=== DOCUMENT PASSAGE ===
Wednesday, January 23, 2013

Roasted Potato Shallot Soup

My friend Diana hates leeks, which are the usual combination in a potato soup. When I thought about it, I realized several people I know dislike them, and this soup is too good to miss. Shallots are sweet when roasted and complement a lot of foods, so I decided to give them a try. Worked like a charm, not too sweet, not too onion-y. :-) Some potato soups are bland and need to be punched up with a lot of pepper and spices, but not this one. It has tons of flavor! Don't worry about the coconut milk, it doesn't taste coconutty at all, just rich and creamy (plus, you'll be saving a whopping 1200 calories in all!) In fact, I actually like this version even better than the original, and that's saying a lot. Serves 6-8


2 lb Yukon Gold potatoes, peeled & cut in 1" chunks, no bigger
12 oz shallots, peeled and left whole unless they're huge, then cut in half
5-6 more shallots for the crispy shallot topping, peeled and very thinly sliced
EVOO about 1-1/2 c total for everything or 1/4 c EVOO and 1-1/4 c coconut oil, melted
Kosher salt
Freshly ground black pepper
3 c baby arugula, loosely packed *See note below
1/2 c dry white wine, plus 2 TB to add at the end
6-7 c homemade chicken stock
3/4 c whole coconut milk, shaken vigorously before opening

Preheat oven to 400*F

Put the potatoes on one half of the half-sheet, shallots on the other. Drizzle both generously with EVOO and toss to coat all the pieces. Sprinkle generously with salt and pepper. Cover the shallots with a piece of aluminum foil. Roast for 15 minutes.


While the veggies are roasting, start your crispy shallots; they'll take just as long to cook. Heat 1-1/4 c EVOO (since I ran out, I used the coconut oil and it worked fine) in a saucepan over medium-low heat. Separate the shallot rings as you drop them in. Toss to coat with the oil and slowly cook them for 30-40 minutes, stirring occasionally,  until they're all golden brown. Lower the heat if you need to, to keep them from burning. Remove with a slotted spoon to paper towels to drain and crisp up.

=== CHALLENGE ===
Print the part of the recipe above for roasted potato shallot soup between "Put the potatoes" and "for 15 minutes.", inclusive, with every word unchanged.

=== INFORMATION GIVEN ===
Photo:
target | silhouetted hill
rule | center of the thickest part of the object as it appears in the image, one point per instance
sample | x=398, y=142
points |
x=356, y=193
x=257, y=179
...
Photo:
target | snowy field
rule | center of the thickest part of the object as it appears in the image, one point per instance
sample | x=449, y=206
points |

=== RESULT OF THE TASK ===
Put the potatoes on one half of the half-sheet, shallots on the other. Drizzle both generously with EVOO and toss to coat all the pieces. Sprinkle generously with salt and pepper. Cover the shallots with a piece of aluminum foil. Roast for 15 minutes.